### YOUR TASK
Reproduce every one of the following lines word for word, with no changes.

** Begin DATA FOR THIS EXERCISE **

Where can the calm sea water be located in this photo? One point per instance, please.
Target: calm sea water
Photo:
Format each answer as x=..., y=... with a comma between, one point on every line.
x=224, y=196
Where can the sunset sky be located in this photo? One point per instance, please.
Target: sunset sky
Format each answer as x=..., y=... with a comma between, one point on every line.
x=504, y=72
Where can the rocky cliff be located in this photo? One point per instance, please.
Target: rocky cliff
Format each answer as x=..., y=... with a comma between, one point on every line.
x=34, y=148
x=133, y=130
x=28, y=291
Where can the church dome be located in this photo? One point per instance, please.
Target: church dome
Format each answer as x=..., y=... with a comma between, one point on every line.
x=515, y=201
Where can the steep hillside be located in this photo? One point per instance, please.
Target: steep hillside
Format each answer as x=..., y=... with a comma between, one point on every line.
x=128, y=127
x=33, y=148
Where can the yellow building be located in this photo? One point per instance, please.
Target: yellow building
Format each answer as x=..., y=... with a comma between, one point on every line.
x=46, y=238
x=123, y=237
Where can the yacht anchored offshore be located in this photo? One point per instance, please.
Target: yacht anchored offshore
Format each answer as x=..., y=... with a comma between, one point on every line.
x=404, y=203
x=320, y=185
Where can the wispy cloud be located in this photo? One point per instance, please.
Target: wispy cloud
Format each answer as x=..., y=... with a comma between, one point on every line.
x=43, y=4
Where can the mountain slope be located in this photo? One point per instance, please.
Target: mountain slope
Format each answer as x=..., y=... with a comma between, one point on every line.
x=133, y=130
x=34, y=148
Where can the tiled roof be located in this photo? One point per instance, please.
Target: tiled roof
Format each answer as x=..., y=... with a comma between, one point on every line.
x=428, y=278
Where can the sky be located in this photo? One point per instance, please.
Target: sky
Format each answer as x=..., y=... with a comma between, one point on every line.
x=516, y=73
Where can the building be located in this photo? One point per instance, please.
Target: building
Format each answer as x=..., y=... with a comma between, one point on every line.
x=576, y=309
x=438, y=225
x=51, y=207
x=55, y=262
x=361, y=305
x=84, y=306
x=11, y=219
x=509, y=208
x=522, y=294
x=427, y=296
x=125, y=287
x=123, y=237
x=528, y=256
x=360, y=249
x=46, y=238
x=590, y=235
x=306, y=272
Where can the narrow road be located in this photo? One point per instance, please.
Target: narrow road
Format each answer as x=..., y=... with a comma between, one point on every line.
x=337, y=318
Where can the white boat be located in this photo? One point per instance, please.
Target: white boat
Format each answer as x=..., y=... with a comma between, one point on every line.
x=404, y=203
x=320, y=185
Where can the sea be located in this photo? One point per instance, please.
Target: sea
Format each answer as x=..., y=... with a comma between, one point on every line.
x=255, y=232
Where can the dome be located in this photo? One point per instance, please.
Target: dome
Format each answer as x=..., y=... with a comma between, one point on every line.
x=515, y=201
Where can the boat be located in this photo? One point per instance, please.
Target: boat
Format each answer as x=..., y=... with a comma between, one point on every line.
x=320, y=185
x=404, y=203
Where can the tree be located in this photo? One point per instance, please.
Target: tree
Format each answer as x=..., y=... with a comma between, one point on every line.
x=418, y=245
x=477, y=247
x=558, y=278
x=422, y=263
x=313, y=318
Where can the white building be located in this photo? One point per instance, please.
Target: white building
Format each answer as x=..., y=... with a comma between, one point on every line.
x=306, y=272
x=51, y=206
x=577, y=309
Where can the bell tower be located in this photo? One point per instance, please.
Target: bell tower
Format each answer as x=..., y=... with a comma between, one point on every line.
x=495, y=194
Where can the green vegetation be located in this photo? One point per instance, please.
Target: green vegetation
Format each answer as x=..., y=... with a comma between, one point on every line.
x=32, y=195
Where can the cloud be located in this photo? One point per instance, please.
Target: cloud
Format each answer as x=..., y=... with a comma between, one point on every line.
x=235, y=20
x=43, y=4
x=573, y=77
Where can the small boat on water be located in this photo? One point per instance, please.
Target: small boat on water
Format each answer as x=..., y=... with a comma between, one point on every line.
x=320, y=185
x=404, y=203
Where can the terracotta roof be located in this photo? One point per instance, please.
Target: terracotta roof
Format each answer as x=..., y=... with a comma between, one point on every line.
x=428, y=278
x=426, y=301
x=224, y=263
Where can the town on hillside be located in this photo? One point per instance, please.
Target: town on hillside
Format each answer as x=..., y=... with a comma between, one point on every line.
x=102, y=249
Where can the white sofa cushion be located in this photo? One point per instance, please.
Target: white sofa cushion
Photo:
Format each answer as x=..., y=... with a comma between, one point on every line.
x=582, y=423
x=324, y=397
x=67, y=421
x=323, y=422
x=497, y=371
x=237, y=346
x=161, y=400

** End DATA FOR THIS EXERCISE **

### SOLUTION FOR THIS PROBLEM
Where can the calm sea water be located in this photo? One point per instance, please.
Target: calm sea water
Photo:
Format each answer as x=..., y=... with a comma between, one point on every line.
x=224, y=196
Where can the sunset sky be located in this photo? One point per instance, please.
Target: sunset sky
Format each answer as x=..., y=... with a comma between, one point on every line.
x=504, y=72
Where can the rocky cliff be located in this photo? One point per instance, please.
Target: rocky cliff
Format each answer as x=..., y=... with a comma between, one point on every line.
x=34, y=148
x=133, y=130
x=28, y=291
Where can the church dome be located in this photo? One point per instance, please.
Target: church dome
Format each answer as x=..., y=... with a comma between, one point on every line.
x=515, y=201
Where can the steep hillside be located in this photo? One point per instance, please.
Target: steep hillside
Format each answer as x=..., y=... with a comma between, one point on every line.
x=128, y=127
x=33, y=148
Where can the yellow building be located in this photo? One point per instance, please.
Target: yellow building
Format each answer as x=..., y=... with a comma between, one point on every line.
x=46, y=238
x=123, y=237
Where can the yacht anchored offshore be located in this photo? One point per instance, please.
Target: yacht anchored offshore
Format each answer as x=..., y=... with a comma between, one point on every line.
x=404, y=203
x=320, y=185
Where can the wispy cloud be located in this photo? One point per instance, please.
Target: wispy cloud
Format each answer as x=..., y=... with a comma between, one point on every line.
x=43, y=4
Where can the mountain slope be located in this photo? One point per instance, please.
Target: mountain slope
Format each answer as x=..., y=... with a comma between, one point on every line.
x=133, y=130
x=34, y=148
Where can the tiled roof be located in this photo? One point per instance, please.
Target: tiled roof
Format each answer as x=..., y=... with a comma between, one point on every line.
x=428, y=278
Where can the sky be located in this photo? One point per instance, please.
Target: sky
Format each answer as x=..., y=... with a comma between, one point on every line.
x=516, y=73
Where can the building be located in this photo? One point per instance, please.
Target: building
Format each answer as x=..., y=... with a comma between, one point on every line.
x=576, y=309
x=438, y=225
x=51, y=207
x=55, y=262
x=361, y=305
x=84, y=306
x=11, y=219
x=509, y=208
x=522, y=294
x=427, y=296
x=125, y=287
x=123, y=237
x=528, y=256
x=360, y=249
x=46, y=238
x=590, y=235
x=306, y=272
Where can the narrow road be located in this photo? One point per instance, please.
Target: narrow road
Format each answer as x=..., y=... with a comma between, one point on every line.
x=337, y=318
Where can the white boat be located in this photo? One point per instance, please.
Target: white boat
Format each answer as x=..., y=... with a comma between, one point on every line.
x=404, y=203
x=320, y=185
Where can the sea be located in this photo? One point per instance, please.
Target: sea
Format each answer as x=..., y=... with a comma between, one point on every line.
x=255, y=232
Where can the dome be located in this photo? One point per instance, please.
Target: dome
Format each answer as x=..., y=... with a comma between, one point on every line.
x=515, y=201
Where can the boat be located in this photo? One point per instance, please.
Target: boat
Format each answer as x=..., y=... with a comma between, one point on every line.
x=320, y=185
x=404, y=203
Where can the tree be located in this photo? One point per instance, please.
Target: tree
Format each answer as x=..., y=... with a comma between, one point on every line.
x=418, y=245
x=477, y=247
x=558, y=278
x=422, y=263
x=313, y=318
Where can the white building be located in this photo? One point per instance, please.
Target: white building
Format each answer as x=..., y=... with a comma between, one point on every line.
x=306, y=272
x=51, y=206
x=577, y=309
Where can the bell tower be located in this photo? One point per instance, please.
Target: bell tower
Format each answer as x=..., y=... with a comma between, one point on every line.
x=495, y=194
Where can the green vegetation be located in this photo? One point per instance, please.
Target: green vegetation
Format each answer as x=..., y=... with a comma between, one point on every line.
x=32, y=195
Where can the cloud be located in this photo? One point per instance, please.
Target: cloud
Format each answer as x=..., y=... with a comma between, one point on every line.
x=235, y=20
x=43, y=4
x=573, y=77
Where can the small boat on water be located in this photo? One point per instance, please.
Target: small boat on water
Format each answer as x=..., y=... with a comma between, one point on every line.
x=320, y=185
x=404, y=203
Where can the terracotta roof be located in this photo? One point per instance, please.
Target: terracotta roof
Format each answer as x=..., y=... with a comma between, one point on every line.
x=428, y=278
x=426, y=301
x=224, y=263
Where can the town on hillside be located in this photo? One point per instance, please.
Target: town on hillside
Format each answer as x=..., y=... with a comma between, one point on every line.
x=102, y=249
Where can the white sofa cushion be located in this photo? One point per instance, please.
Target: white sofa cushion
Photo:
Format each answer as x=..., y=... with a comma between, one point on every line.
x=582, y=423
x=324, y=397
x=67, y=421
x=323, y=422
x=497, y=371
x=237, y=346
x=161, y=400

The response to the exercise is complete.